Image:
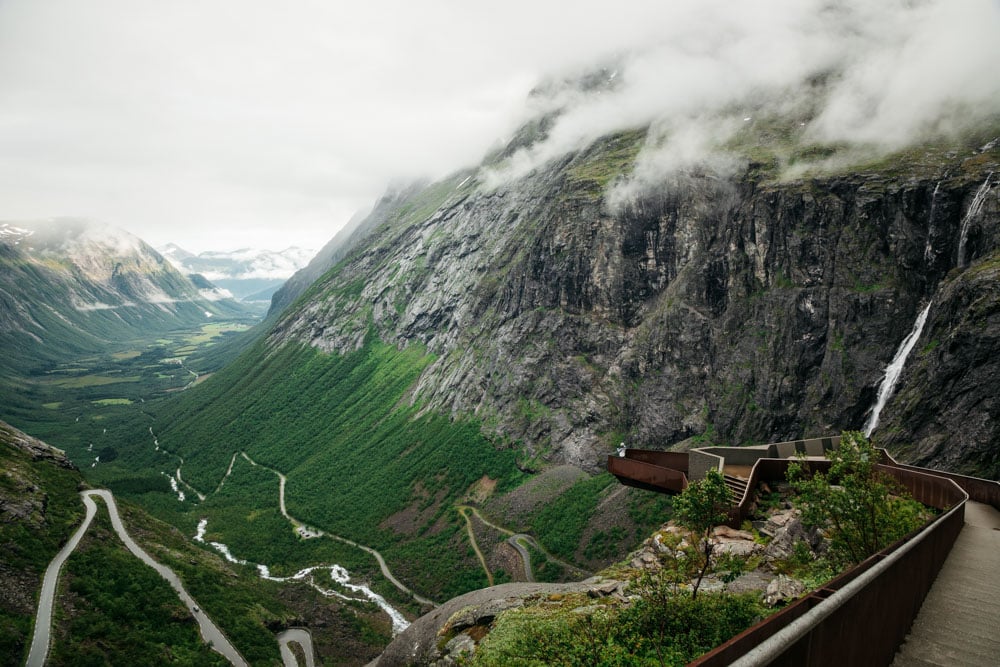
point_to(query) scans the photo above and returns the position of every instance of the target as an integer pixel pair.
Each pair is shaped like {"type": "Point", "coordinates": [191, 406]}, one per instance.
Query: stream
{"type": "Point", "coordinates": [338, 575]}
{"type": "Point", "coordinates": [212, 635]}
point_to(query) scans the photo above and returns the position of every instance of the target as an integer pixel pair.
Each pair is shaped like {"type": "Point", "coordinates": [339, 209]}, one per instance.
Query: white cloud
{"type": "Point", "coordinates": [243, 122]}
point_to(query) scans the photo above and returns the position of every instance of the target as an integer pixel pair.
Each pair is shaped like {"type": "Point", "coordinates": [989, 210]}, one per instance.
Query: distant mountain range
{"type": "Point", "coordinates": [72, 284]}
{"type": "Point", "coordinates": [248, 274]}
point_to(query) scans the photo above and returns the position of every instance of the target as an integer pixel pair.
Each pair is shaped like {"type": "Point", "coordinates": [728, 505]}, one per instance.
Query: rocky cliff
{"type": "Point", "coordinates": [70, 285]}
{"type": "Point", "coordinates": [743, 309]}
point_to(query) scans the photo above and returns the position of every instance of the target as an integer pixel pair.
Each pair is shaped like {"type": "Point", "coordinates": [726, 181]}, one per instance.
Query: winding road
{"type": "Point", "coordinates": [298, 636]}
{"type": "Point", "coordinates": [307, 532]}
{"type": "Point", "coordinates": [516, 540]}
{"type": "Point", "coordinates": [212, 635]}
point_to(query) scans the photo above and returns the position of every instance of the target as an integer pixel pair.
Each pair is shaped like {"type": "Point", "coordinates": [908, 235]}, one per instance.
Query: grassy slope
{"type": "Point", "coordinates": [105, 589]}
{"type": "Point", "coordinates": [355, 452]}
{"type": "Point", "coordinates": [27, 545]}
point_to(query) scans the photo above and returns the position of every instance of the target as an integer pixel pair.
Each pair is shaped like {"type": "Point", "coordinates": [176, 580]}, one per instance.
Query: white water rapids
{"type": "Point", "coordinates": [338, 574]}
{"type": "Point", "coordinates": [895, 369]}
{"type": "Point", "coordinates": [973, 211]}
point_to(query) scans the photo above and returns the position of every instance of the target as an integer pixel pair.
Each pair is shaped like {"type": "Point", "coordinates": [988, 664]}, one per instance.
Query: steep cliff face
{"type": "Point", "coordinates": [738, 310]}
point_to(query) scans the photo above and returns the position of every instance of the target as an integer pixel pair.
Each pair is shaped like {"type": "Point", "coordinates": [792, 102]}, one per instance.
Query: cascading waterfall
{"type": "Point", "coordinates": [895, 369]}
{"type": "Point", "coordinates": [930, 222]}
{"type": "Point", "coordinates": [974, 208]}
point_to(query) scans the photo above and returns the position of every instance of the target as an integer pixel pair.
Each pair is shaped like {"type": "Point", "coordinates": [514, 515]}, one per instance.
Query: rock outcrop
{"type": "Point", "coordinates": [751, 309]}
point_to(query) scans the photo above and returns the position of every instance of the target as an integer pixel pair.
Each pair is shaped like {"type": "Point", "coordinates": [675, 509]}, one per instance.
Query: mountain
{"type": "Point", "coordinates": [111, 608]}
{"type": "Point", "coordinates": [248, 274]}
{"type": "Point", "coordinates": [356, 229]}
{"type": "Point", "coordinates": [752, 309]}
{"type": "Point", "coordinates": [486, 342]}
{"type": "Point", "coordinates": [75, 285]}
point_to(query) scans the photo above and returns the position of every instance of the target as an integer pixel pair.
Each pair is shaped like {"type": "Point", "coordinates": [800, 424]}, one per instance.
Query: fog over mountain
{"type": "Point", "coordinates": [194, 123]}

----

Generate a word-for-word copy of the preceding records, excluding all pictures.

Image:
point_to(query) scans the photo above and returns the position of every instance of the target as an integer pixel pair.
Each pair is shaped like {"type": "Point", "coordinates": [191, 406]}, one per instance.
Query: stream
{"type": "Point", "coordinates": [338, 575]}
{"type": "Point", "coordinates": [212, 635]}
point_to(query) scans the photo above and returns the position of every instance of the target as an integer pixel pair.
Each pair is shaped like {"type": "Point", "coordinates": [339, 209]}, one per instance.
Query: white cloud
{"type": "Point", "coordinates": [243, 122]}
point_to(query) scans the photo above and returns the position of every instance of the target as an integer pixel pair.
Each pair is shaped like {"type": "Point", "coordinates": [989, 210]}, one per instance.
Query: distant mountain range
{"type": "Point", "coordinates": [72, 284]}
{"type": "Point", "coordinates": [248, 274]}
point_to(query) scans the photo above and returns the position of every instance of the target as an integer pixel pair.
Each pair is shaped like {"type": "Point", "coordinates": [728, 505]}, one per instance.
Query: rocky cliff
{"type": "Point", "coordinates": [70, 285]}
{"type": "Point", "coordinates": [743, 309]}
point_to(query) scans the photo above and returns the position of every instance of the target as an integer pixel pair.
Each pair is shaped like {"type": "Point", "coordinates": [726, 181]}, one per instance.
Query: winding road
{"type": "Point", "coordinates": [298, 636]}
{"type": "Point", "coordinates": [307, 532]}
{"type": "Point", "coordinates": [516, 540]}
{"type": "Point", "coordinates": [212, 635]}
point_to(query) scans the photo above and returns the position of every instance of the target as an integer pixel pair.
Each pair is shaped like {"type": "Point", "coordinates": [908, 235]}, one per instance.
Query: grassy slope
{"type": "Point", "coordinates": [105, 589]}
{"type": "Point", "coordinates": [355, 452]}
{"type": "Point", "coordinates": [27, 545]}
point_to(query) scans the photo above and returns the position of every instance of the target as an integer pixel pair.
Each pair is shaped like {"type": "Point", "coordinates": [176, 580]}, one per instance.
Query: white water rapids
{"type": "Point", "coordinates": [338, 574]}
{"type": "Point", "coordinates": [895, 369]}
{"type": "Point", "coordinates": [973, 211]}
point_to(query) scans the photo above and returns the position of every instance of the target as an integer pixel pair.
Each pair is shaped like {"type": "Point", "coordinates": [988, 664]}, one per instance.
Query: steep cliff face
{"type": "Point", "coordinates": [738, 310]}
point_to(query) scans the photo above and returns the position of every instance of the target as an integer pixel pair.
Each pair is shaped like {"type": "Point", "coordinates": [792, 102]}, one per instance.
Query: cascading waterfall
{"type": "Point", "coordinates": [895, 369]}
{"type": "Point", "coordinates": [930, 222]}
{"type": "Point", "coordinates": [974, 208]}
point_to(query) scans the photo above and returns the position of every instance of the target as an integer pixel pair.
Each pair is shaped like {"type": "Point", "coordinates": [514, 515]}, one per instance.
Query: rock outcrop
{"type": "Point", "coordinates": [751, 309]}
point_to(query) scans the photo above and returns the position of every instance of the target as an integer pixel pair.
Each pair is shaped like {"type": "Point", "coordinates": [675, 509]}, one per instance.
Query: mountain
{"type": "Point", "coordinates": [111, 608]}
{"type": "Point", "coordinates": [248, 274]}
{"type": "Point", "coordinates": [356, 229]}
{"type": "Point", "coordinates": [752, 309]}
{"type": "Point", "coordinates": [486, 342]}
{"type": "Point", "coordinates": [75, 285]}
point_to(query) scans the photo above and returns the position of every instance of the target as an integer pixel pair.
Each pair is shaped like {"type": "Point", "coordinates": [800, 424]}, one per instance.
Query: fog over mountain
{"type": "Point", "coordinates": [194, 123]}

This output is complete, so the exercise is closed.